- **Task instructions**: Can you reproduce every line of the data below word for word?

-*-*-

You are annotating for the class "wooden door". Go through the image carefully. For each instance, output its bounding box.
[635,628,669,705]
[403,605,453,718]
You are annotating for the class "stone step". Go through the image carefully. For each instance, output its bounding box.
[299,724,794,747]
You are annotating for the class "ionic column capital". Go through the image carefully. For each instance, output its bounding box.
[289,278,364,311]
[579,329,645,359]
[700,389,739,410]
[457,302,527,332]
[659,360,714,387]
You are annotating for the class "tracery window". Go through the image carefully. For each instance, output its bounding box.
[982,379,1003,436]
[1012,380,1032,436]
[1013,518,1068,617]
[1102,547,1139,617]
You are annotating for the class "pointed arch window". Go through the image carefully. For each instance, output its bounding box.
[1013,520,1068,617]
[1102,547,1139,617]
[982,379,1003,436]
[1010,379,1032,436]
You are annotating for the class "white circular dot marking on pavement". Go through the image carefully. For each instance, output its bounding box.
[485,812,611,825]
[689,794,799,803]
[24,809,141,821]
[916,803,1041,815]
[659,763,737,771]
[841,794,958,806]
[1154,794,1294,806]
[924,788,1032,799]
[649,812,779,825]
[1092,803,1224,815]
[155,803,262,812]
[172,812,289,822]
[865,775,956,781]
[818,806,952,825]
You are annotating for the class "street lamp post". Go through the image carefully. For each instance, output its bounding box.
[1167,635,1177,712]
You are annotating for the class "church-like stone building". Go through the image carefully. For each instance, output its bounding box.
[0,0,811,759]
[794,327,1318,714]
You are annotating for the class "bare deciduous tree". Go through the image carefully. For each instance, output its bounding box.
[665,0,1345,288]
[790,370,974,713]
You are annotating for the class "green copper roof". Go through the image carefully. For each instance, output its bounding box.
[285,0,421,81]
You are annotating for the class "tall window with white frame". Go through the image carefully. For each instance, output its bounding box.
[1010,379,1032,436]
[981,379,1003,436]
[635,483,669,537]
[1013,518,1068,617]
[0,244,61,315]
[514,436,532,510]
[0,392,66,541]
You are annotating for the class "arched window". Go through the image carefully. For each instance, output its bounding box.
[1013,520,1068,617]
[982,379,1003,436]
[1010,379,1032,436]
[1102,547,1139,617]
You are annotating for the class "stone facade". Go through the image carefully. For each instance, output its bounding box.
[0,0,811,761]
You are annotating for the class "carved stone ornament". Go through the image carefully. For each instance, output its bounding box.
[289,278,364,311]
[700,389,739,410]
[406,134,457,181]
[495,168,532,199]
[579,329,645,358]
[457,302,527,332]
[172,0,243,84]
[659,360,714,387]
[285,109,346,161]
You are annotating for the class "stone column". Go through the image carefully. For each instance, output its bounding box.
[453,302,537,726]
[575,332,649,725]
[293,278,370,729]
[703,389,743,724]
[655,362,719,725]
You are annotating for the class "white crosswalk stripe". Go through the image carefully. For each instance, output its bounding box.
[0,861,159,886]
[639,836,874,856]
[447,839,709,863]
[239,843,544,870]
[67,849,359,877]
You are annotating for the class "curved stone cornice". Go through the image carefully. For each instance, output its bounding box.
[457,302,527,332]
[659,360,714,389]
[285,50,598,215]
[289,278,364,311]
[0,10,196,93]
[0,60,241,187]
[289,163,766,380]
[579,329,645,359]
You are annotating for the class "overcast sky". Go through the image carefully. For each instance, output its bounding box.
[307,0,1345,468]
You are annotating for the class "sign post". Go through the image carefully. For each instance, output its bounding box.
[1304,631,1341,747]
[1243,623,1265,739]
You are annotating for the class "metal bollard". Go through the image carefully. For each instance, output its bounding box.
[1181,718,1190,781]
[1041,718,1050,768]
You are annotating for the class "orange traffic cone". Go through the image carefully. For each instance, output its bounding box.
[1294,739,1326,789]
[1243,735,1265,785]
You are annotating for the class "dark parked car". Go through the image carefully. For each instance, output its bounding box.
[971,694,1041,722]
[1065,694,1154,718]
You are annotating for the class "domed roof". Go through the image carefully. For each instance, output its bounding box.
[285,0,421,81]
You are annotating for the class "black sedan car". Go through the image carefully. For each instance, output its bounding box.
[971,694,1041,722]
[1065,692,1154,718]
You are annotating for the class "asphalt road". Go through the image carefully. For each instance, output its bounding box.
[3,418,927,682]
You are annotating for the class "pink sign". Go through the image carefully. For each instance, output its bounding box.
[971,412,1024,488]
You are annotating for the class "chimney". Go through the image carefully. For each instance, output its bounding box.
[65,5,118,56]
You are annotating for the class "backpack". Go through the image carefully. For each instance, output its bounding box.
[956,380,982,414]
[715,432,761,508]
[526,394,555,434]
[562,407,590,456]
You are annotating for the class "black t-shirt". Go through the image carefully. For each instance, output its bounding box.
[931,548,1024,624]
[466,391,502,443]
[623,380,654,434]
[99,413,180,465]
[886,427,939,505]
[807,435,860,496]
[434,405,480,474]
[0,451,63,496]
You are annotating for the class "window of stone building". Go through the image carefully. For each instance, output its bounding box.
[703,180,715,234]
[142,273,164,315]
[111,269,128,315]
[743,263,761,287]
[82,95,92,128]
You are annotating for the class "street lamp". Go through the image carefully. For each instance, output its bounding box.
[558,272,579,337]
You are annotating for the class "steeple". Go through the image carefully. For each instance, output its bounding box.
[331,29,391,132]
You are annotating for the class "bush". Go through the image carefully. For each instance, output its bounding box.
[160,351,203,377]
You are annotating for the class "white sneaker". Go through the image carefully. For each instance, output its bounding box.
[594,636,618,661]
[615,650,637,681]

-*-*-

- **Solution for this problem**:
You are annotating for the class "wooden door". Go through the image carefully. For each instance, output its bounding box.
[635,628,669,705]
[403,605,453,718]
You are annotating for the class "stone step". Go through the image carefully. For each instance, output its bounding box.
[299,724,794,747]
You are annotating for the class "ionic column capital". Go through the image carefully. For each instance, output its bounding box.
[289,278,364,311]
[579,329,645,359]
[700,389,739,410]
[457,302,527,332]
[659,360,714,387]
You are annotating for the class "tracery window". Go through the image carefully. For each instance, output its bounding box.
[982,379,1003,436]
[1012,380,1032,436]
[1013,518,1068,617]
[1102,547,1139,617]
You are annotating for the class "pointed arch window". Go through the image carefully. For each instance, output its bounding box.
[1013,520,1068,617]
[1102,547,1139,617]
[982,379,1003,436]
[1010,379,1032,436]
You are annotating for the class "white circular dot marking on pavement". Go through the image carefully. For each instance, output its bounding box.
[485,812,611,825]
[689,794,799,803]
[24,809,141,821]
[916,803,1041,815]
[659,763,737,771]
[841,794,958,806]
[1154,794,1294,806]
[924,788,1032,799]
[649,812,779,825]
[1092,803,1224,815]
[155,803,262,812]
[172,812,289,822]
[865,775,956,781]
[818,806,952,825]
You are annotating for the class "street lamp post". Go through the image carefully. For each instance, output its bounding box.
[1167,635,1177,712]
You are annotating for the class "church-like stone building". Go through the image carefully. For each instance, output its bounding box.
[0,0,811,759]
[794,327,1318,714]
You are annotating for the class "bare deciduous tree". Go through the image carefully. For each instance, output its bounding box.
[665,0,1345,288]
[790,370,974,713]
You are annotating for the class "green copper roof". Go through the image carefully. For each instance, output its bounding box.
[285,0,421,81]
You are annotating for the class "tall window with white frame". Go through the image carefully. For each instance, output its bounding box.
[1010,379,1032,436]
[981,379,1003,436]
[635,483,669,537]
[1013,518,1068,617]
[0,244,61,315]
[514,436,532,510]
[0,392,66,541]
You are annotating for the class "arched window". Go through the image carefully. For each instance, output its bounding box.
[1013,520,1068,617]
[982,379,1003,436]
[1010,379,1032,436]
[1102,547,1139,617]
You are annotating for the class "stone facade". Go through the image carefully. For each instance, output its bounding box.
[0,0,811,761]
You are annotating for the class "carved stone ornament". Go through the image carefully. For each instance, output its bounding box.
[289,278,364,311]
[700,389,739,410]
[406,134,457,181]
[495,168,532,199]
[579,329,645,358]
[457,302,527,332]
[172,0,243,84]
[659,360,714,387]
[285,109,346,161]
You are annotating for the class "stone column". Go through the image carefully. For each instance, output its bounding box.
[453,302,537,726]
[575,332,649,725]
[293,278,370,729]
[703,389,743,724]
[655,362,719,725]
You are annotating for the class "white crosswalk stripe". Go through the image carefully. For each instance, output its bounding box.
[0,861,159,886]
[639,836,874,856]
[447,839,709,863]
[239,843,544,870]
[67,849,359,877]
You are annotating for the class "curved stone cornice". Go through the image carefully. For each instance, output its bounding box.
[457,302,527,332]
[659,360,714,389]
[285,50,598,215]
[289,278,364,311]
[0,10,196,93]
[0,60,241,187]
[289,163,766,380]
[579,329,645,359]
You are annotating for the class "overcast sky". Go through the image carefully. For each instance, output its bounding box.
[307,0,1345,468]
You are annotating for the class "sign post". Go through the image carefully. For each instance, output its bounding box.
[1304,631,1341,747]
[1243,623,1265,739]
You are annotating for the class "metal bollard". Go through the image carefully. For each instance, output its bounding box.
[1181,718,1190,781]
[1041,718,1050,768]
You are annotating for the class "orange traffic cone". Go through the image carefully. For each instance, output its bounding box.
[1294,739,1326,789]
[1243,735,1265,785]
You are annotating for the class "dark parked car". Go through the image carefully. For each instance, output its bounding box.
[971,694,1041,722]
[1065,694,1154,718]
You are annotating for the class "domed roof". Go through the image carefully. For each instance, output its bounding box.
[285,0,421,81]
You are annotating for the class "black sedan car". Go through the image carefully. For each instance, output its bounding box.
[971,694,1041,722]
[1065,692,1154,718]
You are annotating for the class "asphalt road". Go through the image carefully. For each instance, output its bounding box.
[3,418,927,682]
You are annotating for the class "pink sign". Go through the image carefully. For each instance, output its bounding box.
[971,412,1024,488]
You are annotating for the class "chimney". Go through the image carefully. For each instance, output its bounding box.
[65,5,118,56]
You are annotating for the class "backpack". Go through the image carefully. For each instance, output its bounding box.
[956,380,982,414]
[715,432,761,508]
[526,394,555,434]
[562,407,590,456]
You are annotating for the class "black t-shirt". Go through the image carefully. For each instance, output its bounding box.
[931,548,1024,624]
[466,391,502,443]
[623,380,654,434]
[99,413,180,465]
[886,427,939,505]
[807,435,860,496]
[434,405,480,474]
[0,451,63,496]
You are annotating for the class "window of stone building". Go through the image carefully. For each instance, output its bounding box.
[703,180,715,234]
[142,273,164,315]
[111,269,128,315]
[743,263,761,287]
[82,95,92,128]
You are annotating for the class "street lamp". Go through the image carefully. For each instance, output its bounding box.
[558,272,579,337]
You are annotating for the class "steeple". Go through the image carefully. For each instance, output its bounding box.
[331,29,391,132]
You are annotating for the class "bush". Go through the image carefully. For each instance, output its bounding box.
[160,351,203,377]
You are annotating for the class "white sneaker". Go through the image carefully. For each instance, output its bounding box.
[594,636,618,661]
[615,650,637,681]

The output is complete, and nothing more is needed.